§ Document segment:

━━━━━━━━━━━━━━━━━━━━

Item 1.01. Entry into a Material Definitive Agreement.

 

Offering of 4.950% Senior Notes due 2024: Indenture

 

On March 6, 2014, Omega and certain of its subsidiaries entered into a Purchase Agreement with J.P. Morgan Securities LLC, acting on behalf of itself and as the representative of the several initial purchasers, providing for the sale of $400 million aggregate principal amount of Omega’s 4.950% Senior Notes due 2024, or the New 2024 Notes.

 

On March 11, 2014, Omega completed the issuance and sale of the New 2024 Notes to the initial purchasers as contemplated by the Purchase Agreement. The New 2024 Notes were sold at an issue price of 98.580% of their face value plus accrued interest, if any, from March 11, 2014. Omega intends to use the net proceeds of the offering to repay in full its $200 million term loan that closed in December 2013, and a portion of its indebtedness outstanding under its revolving credit facility.

 

The New 2024 Notes were issued pursuant to an indenture dated as of March 11, 2014 among Omega, certain of its subsidiaries, as guarantors, and U.S. Bank National Association, as trustee. The New 2024 Notes mature on April 1, 2024. The New 2024 Notes bear an interest rate of 4.950% per annum, payable semi-annually in arrears on April 1 and October 1 of each year, commencing on October 1, 2014. The New 2024 Notes will be fully and unconditionally guaranteed, jointly and severally, by Omega’s existing and future subsidiaries that guarantee indebtedness for money borrowed of Omega in a principal amount at least equal to $50 million (including, as of the date hereof, Omega’s existing senior notes and the facilities under Omega’s credit agreements).

━━━━━━━━━━━━━━━━━━━━

§ Given data:
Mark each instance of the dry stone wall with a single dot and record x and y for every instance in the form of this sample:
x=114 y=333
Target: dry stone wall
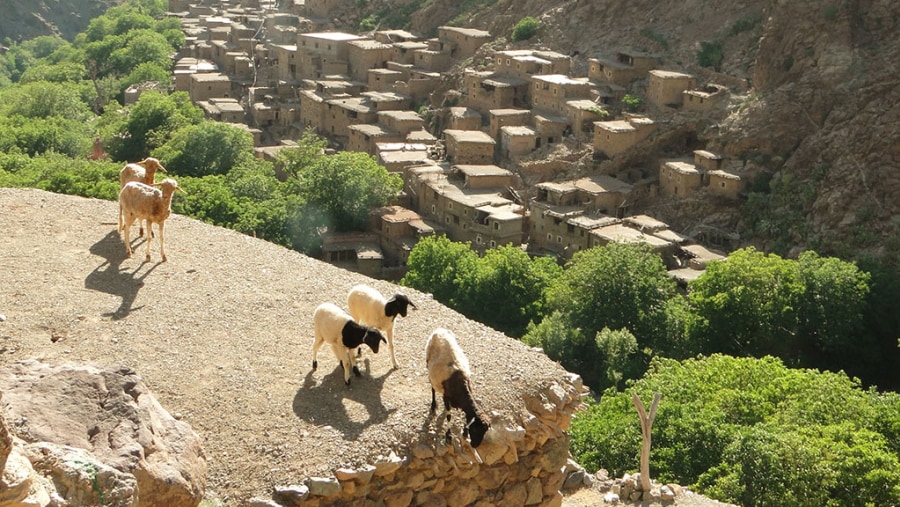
x=521 y=462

━━━━━━━━━━━━━━━━━━━━

§ Direction 1:
In the senior notes filing excerpt, on which two dates each year is interest on the New 2024 Notes paid?
§ Direction 2:
Continue the senior notes filing excerpt from the point where it ends.

§ Task answer 1:
April 1 and October 1

§ Task answer 2:
 

The New 2024 Notes are Omega’s unsecured senior obligations and will rank equally in right of payment with all of Omega’s existing and future senior debt and senior in right of payment to all of Omega’s existing and future subordinated debt. The New 2024 Notes will be effectively subordinated in right of payment to any of Omega’s future secured indebtedness to the extent of the value of the assets securing such indebtedness. The New 2024 Notes will be structurally subordinated to all existing and future liabilities (including indebtedness, trade payable and lease obligations) of each of Omega’s non-guarantor subsidiaries.

 

Omega may redeem some or all of the New 2024 Notes prior to the date that is 90 days prior to the scheduled maturity of the New 2024 Notes at a price equal to 100% of the principal amount thereof plus a “make-whole” premium. The New 2024 Notes will be redeemable at any time on or after the date that is 90 days prior to the final maturity date of the New 2024 Notes at a redemption price equal to 100% of the principal amount thereof plus accrued and unpaid interest, if any, to, but not including, the applicable redemption date.

 

The indenture governing the New 2024 Notes contains certain covenants that limit the ability of Omega and certain of its subsidiaries to, among other things, incur additional indebtedness, create liens and merge, consolidate or sell all or substantially all of the assets of Omega or its subsidiaries.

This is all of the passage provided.